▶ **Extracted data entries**
________________

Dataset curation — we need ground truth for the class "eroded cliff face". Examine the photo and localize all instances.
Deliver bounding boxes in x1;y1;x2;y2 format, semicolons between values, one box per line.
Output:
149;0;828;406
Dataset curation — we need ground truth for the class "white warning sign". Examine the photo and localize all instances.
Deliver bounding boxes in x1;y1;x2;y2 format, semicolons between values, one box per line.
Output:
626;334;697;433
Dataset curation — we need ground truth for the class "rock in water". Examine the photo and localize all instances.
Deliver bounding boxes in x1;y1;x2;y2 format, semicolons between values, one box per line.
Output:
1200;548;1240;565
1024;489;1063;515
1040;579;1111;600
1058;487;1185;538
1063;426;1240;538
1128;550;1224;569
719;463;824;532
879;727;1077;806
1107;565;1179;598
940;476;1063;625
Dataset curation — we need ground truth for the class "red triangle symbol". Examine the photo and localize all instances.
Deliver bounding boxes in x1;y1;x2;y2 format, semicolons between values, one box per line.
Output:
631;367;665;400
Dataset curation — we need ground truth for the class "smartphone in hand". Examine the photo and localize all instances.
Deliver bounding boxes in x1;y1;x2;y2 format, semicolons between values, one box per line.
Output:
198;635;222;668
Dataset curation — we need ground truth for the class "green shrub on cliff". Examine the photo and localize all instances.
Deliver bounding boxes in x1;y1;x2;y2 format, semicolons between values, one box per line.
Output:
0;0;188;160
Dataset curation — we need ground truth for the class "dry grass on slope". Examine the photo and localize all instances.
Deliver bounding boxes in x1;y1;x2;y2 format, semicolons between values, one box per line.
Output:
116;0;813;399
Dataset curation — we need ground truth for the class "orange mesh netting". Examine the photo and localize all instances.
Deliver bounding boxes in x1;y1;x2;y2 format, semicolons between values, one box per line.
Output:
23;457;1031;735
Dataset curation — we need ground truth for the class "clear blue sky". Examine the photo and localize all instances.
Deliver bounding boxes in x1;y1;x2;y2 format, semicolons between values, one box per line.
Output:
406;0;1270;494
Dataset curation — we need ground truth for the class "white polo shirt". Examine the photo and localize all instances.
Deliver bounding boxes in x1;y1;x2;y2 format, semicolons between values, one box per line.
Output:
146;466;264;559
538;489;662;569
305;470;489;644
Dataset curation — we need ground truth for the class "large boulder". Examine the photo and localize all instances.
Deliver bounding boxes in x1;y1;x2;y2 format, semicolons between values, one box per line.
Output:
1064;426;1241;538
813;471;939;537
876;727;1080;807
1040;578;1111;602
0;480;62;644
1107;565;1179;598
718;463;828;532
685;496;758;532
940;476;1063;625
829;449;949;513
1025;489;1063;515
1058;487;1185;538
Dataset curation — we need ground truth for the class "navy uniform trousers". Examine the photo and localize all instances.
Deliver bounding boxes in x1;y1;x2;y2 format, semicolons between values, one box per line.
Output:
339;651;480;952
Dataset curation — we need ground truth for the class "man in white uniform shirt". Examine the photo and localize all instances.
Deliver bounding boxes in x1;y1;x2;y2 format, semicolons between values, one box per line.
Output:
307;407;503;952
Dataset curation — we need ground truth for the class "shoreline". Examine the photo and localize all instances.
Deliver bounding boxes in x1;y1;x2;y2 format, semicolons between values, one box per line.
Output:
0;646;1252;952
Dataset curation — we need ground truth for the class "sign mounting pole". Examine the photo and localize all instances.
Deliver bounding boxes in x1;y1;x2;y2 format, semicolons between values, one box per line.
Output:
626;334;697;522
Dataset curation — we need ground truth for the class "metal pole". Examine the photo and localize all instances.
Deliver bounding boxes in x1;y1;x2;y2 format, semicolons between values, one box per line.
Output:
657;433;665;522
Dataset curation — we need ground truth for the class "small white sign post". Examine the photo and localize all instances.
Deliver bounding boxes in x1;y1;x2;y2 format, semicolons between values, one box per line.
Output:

________________

▶ **Short exercise**
Rewrite the lines from the first one through the line containing "626;334;697;433", both included, with "Examine" changed to "Inspect" and nothing else altered.

▶ **Result for this task**
Dataset curation — we need ground truth for the class "eroded cliff face". Inspect the photo and localize all instances.
Deliver bounding boxes in x1;y1;x2;y2 format, semicolons between values, one box per line.
Output:
149;0;828;406
Dataset curation — we need ground truth for the class "white warning sign". Inspect the photo and localize all instances.
Deliver bounding boxes in x1;y1;x2;y2 format, semicolons between values, one box per line.
Output:
626;334;697;433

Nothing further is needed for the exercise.